Could you retype the rows below word for word, beginning at the line that has "Could you please put a dot on the wicker" and stopping after the line that has "column 174, row 399"?

■ Records for processing:
★ ★ ★ ★

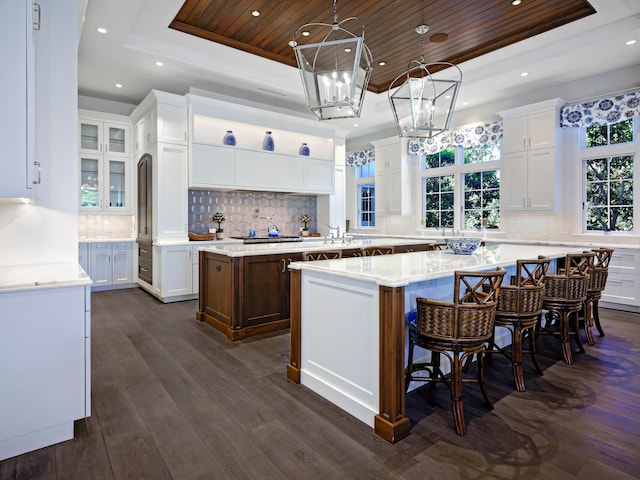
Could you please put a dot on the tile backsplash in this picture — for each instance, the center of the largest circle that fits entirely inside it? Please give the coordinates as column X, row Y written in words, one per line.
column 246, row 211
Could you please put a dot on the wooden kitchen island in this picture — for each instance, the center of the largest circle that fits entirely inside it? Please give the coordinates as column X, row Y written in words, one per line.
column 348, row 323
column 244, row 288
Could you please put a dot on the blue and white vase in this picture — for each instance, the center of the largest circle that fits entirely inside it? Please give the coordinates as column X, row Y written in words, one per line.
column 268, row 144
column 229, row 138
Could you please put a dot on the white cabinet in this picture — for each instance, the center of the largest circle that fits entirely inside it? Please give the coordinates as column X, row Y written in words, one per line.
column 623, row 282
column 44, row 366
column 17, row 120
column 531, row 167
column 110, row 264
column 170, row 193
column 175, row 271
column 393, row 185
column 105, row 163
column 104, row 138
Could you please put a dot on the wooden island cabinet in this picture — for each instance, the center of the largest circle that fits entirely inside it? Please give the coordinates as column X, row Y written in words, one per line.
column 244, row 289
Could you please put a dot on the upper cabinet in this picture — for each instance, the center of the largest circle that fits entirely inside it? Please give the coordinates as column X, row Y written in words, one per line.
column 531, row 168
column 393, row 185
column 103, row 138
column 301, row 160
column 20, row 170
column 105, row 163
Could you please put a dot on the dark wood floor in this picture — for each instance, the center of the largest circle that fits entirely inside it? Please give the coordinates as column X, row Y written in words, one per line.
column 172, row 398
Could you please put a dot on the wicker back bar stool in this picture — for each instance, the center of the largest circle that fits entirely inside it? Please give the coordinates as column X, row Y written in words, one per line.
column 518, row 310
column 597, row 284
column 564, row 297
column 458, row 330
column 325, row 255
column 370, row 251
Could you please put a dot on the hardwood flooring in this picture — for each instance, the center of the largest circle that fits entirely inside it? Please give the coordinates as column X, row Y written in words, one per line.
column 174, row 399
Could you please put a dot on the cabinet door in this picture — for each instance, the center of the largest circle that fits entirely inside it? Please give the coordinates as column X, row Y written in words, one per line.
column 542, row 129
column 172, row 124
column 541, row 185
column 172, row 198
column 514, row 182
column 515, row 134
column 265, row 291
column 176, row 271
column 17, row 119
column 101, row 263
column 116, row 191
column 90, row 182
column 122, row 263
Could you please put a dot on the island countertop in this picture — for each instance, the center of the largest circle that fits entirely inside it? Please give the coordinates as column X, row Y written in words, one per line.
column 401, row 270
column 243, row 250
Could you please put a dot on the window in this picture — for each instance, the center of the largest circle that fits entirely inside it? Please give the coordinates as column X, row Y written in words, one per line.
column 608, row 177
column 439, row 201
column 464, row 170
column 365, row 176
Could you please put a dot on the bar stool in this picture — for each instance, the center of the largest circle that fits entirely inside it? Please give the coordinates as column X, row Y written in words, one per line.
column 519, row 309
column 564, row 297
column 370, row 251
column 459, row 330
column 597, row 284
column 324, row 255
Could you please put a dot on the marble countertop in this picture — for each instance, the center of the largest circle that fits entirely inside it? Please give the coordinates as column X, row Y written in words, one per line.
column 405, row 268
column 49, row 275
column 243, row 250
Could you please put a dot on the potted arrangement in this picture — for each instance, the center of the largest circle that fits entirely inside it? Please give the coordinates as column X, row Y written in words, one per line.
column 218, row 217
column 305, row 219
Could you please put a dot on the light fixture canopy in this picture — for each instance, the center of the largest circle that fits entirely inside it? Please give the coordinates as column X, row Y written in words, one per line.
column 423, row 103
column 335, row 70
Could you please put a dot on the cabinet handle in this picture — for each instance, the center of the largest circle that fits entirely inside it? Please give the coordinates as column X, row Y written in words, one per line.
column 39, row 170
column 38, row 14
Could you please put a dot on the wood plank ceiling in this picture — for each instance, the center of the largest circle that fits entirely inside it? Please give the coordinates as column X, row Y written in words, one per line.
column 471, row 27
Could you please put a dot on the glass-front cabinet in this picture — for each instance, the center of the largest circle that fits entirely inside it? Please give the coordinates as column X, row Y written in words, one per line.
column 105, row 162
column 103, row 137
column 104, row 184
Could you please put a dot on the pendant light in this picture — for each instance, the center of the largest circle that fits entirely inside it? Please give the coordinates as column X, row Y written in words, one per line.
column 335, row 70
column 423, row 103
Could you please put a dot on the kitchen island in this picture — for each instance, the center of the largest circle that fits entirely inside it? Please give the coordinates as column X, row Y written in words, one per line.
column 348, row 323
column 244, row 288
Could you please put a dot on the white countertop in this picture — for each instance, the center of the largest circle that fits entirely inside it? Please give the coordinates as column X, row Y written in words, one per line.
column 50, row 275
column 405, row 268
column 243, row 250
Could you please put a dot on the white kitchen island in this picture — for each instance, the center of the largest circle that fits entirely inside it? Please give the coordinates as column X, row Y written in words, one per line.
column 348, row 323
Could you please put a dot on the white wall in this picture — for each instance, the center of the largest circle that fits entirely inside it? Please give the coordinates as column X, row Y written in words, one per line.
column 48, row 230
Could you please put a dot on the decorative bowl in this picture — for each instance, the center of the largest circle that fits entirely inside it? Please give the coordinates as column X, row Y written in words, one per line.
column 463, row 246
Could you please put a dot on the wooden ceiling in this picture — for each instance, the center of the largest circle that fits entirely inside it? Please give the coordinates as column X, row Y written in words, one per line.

★ ★ ★ ★

■ Result of this exercise:
Could you please put a dot on the wicker back bar stool in this picture — for each instance, the center of the largest circle that fits entirely inside it? Please give the coordinates as column X, row Y written in words, one per line.
column 518, row 310
column 597, row 284
column 564, row 297
column 458, row 330
column 325, row 255
column 370, row 251
Could you please put a dot on the hardwood flooring in this picture — for each instance, the center of the largest circle that fits entirely inside it? Please give the coordinates as column X, row Y written in words, one per line.
column 174, row 399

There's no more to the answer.